* **WHAT IS NEEDED**
Both the line below containing "Label a point on each instance of the black lamp" and the line containing "Label a point on each instance of the wooden park", along with every line between them, should be repeated exactly; no other line belongs in the answer.

Stored items

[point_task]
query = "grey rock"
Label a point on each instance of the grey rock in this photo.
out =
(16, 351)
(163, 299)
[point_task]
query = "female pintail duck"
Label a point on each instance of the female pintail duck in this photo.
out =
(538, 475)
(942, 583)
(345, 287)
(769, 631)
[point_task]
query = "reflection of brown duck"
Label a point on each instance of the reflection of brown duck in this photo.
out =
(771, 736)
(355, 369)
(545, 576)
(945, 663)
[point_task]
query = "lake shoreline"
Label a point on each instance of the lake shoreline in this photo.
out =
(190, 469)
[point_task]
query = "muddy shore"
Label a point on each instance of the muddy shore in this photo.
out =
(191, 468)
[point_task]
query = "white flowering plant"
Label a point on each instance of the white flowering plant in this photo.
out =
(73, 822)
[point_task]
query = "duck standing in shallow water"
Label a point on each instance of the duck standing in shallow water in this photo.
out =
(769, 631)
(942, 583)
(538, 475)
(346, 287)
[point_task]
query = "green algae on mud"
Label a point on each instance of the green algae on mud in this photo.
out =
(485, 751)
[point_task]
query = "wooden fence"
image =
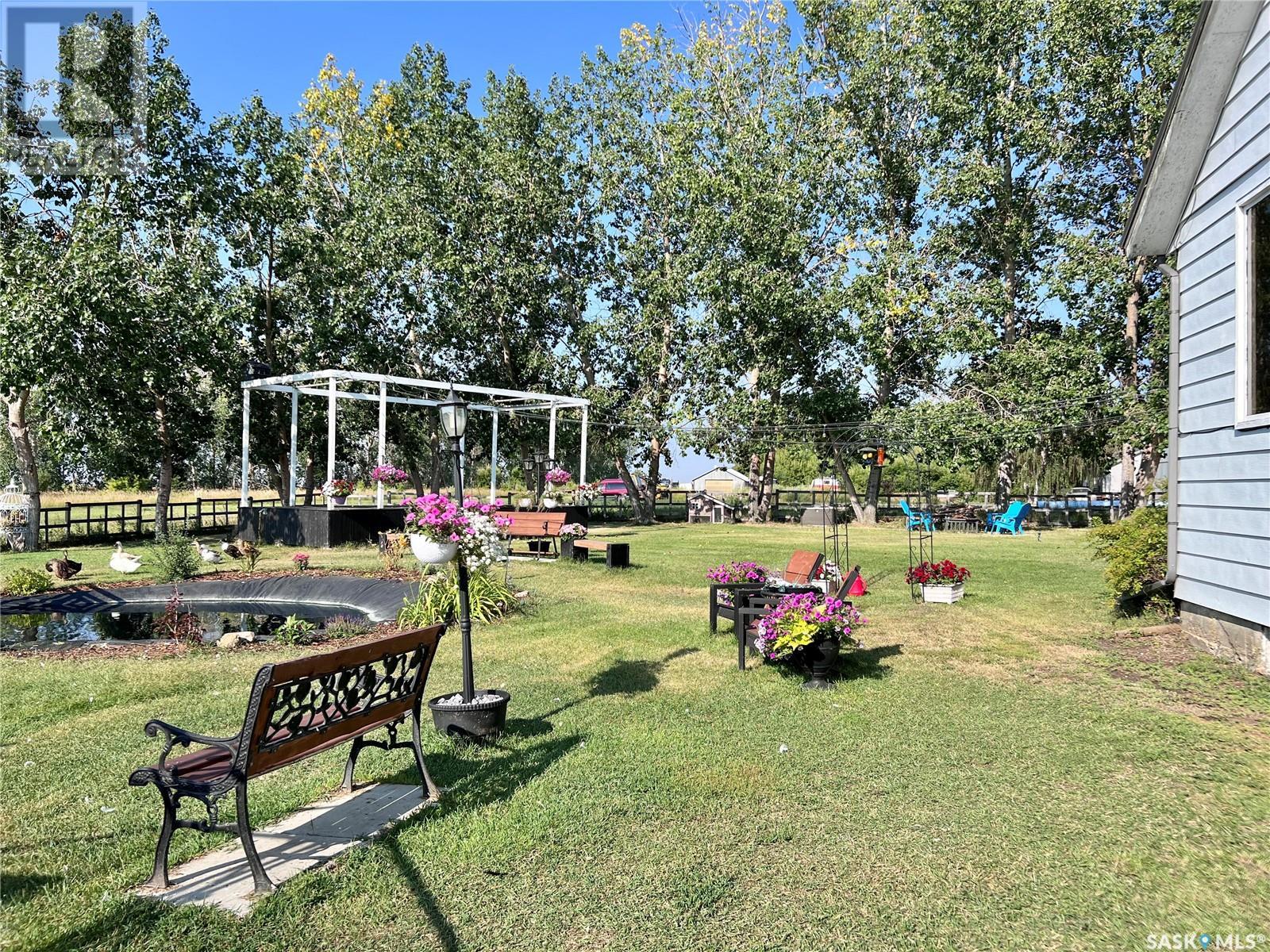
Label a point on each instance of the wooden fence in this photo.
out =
(130, 520)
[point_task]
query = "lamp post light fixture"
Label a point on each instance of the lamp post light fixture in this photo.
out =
(454, 424)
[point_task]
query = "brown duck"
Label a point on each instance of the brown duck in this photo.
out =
(63, 569)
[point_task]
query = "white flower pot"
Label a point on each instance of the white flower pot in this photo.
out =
(432, 552)
(944, 594)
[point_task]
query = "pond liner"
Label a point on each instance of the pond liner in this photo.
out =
(379, 600)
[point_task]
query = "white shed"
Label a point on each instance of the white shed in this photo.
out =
(1206, 197)
(721, 482)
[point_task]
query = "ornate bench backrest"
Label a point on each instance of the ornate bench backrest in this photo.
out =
(311, 704)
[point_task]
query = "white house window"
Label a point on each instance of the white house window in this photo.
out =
(1253, 319)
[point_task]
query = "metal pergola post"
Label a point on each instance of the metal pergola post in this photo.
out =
(493, 460)
(404, 391)
(330, 441)
(384, 429)
(295, 441)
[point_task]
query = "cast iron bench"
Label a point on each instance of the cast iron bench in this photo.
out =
(618, 555)
(537, 527)
(296, 708)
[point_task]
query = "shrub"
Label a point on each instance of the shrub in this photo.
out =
(342, 626)
(25, 582)
(175, 556)
(1136, 550)
(296, 631)
(178, 624)
(489, 598)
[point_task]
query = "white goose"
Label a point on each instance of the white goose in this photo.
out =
(125, 562)
(207, 554)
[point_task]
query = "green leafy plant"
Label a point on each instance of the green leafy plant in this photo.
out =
(1136, 550)
(296, 631)
(177, 622)
(25, 582)
(175, 556)
(489, 598)
(343, 626)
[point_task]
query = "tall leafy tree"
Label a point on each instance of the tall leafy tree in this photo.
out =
(1117, 63)
(772, 235)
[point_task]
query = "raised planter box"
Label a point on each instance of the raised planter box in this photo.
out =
(944, 594)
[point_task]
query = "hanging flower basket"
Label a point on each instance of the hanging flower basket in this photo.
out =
(432, 552)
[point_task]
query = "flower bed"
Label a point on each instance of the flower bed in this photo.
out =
(800, 621)
(737, 574)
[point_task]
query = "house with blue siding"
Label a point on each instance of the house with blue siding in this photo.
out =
(1206, 198)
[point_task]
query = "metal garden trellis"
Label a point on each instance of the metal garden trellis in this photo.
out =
(400, 391)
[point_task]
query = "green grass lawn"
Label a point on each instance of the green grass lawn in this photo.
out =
(1003, 774)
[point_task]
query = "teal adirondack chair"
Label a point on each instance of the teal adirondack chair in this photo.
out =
(920, 520)
(1010, 520)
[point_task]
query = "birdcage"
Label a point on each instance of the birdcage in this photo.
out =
(14, 528)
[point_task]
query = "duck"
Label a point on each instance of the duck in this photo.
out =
(63, 569)
(125, 562)
(207, 554)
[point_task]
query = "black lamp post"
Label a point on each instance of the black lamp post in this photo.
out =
(454, 423)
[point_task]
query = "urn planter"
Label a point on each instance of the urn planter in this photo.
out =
(484, 719)
(823, 658)
(944, 594)
(432, 552)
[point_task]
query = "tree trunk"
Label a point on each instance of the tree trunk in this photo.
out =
(632, 490)
(309, 480)
(840, 466)
(163, 495)
(756, 486)
(765, 505)
(412, 466)
(1005, 478)
(29, 470)
(872, 493)
(1130, 385)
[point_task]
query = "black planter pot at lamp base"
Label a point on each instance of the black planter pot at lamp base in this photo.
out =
(823, 658)
(480, 720)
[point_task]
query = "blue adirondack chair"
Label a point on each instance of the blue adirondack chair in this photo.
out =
(920, 520)
(1010, 520)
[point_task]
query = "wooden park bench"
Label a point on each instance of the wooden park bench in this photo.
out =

* **RESULT FOR THIS TASK**
Label a point on each instance of the black lamp post in this photo.
out =
(454, 423)
[point_task]
query = "urn planter"
Label a point on each instance of the urn planter in this photo.
out =
(484, 719)
(823, 658)
(944, 594)
(432, 552)
[point_task]
query = "tree trunk"
Label a point on each instance of the tree trunk in this photo.
out =
(632, 490)
(309, 480)
(840, 466)
(163, 495)
(756, 486)
(765, 505)
(412, 466)
(1005, 478)
(29, 470)
(872, 493)
(1130, 385)
[point_task]
query = "black planter pot at lamp base"
Label a point on each instance of the black planter pot at lamp base in this photo.
out =
(823, 658)
(480, 720)
[point_task]
query = "blue adirondack chair"
Label a point on each instance of the blue adirondack chair in this photo.
out =
(920, 520)
(1010, 520)
[point_task]
query = "wooden park bench"
Label a point on each instance of the wooden park bench in this photo.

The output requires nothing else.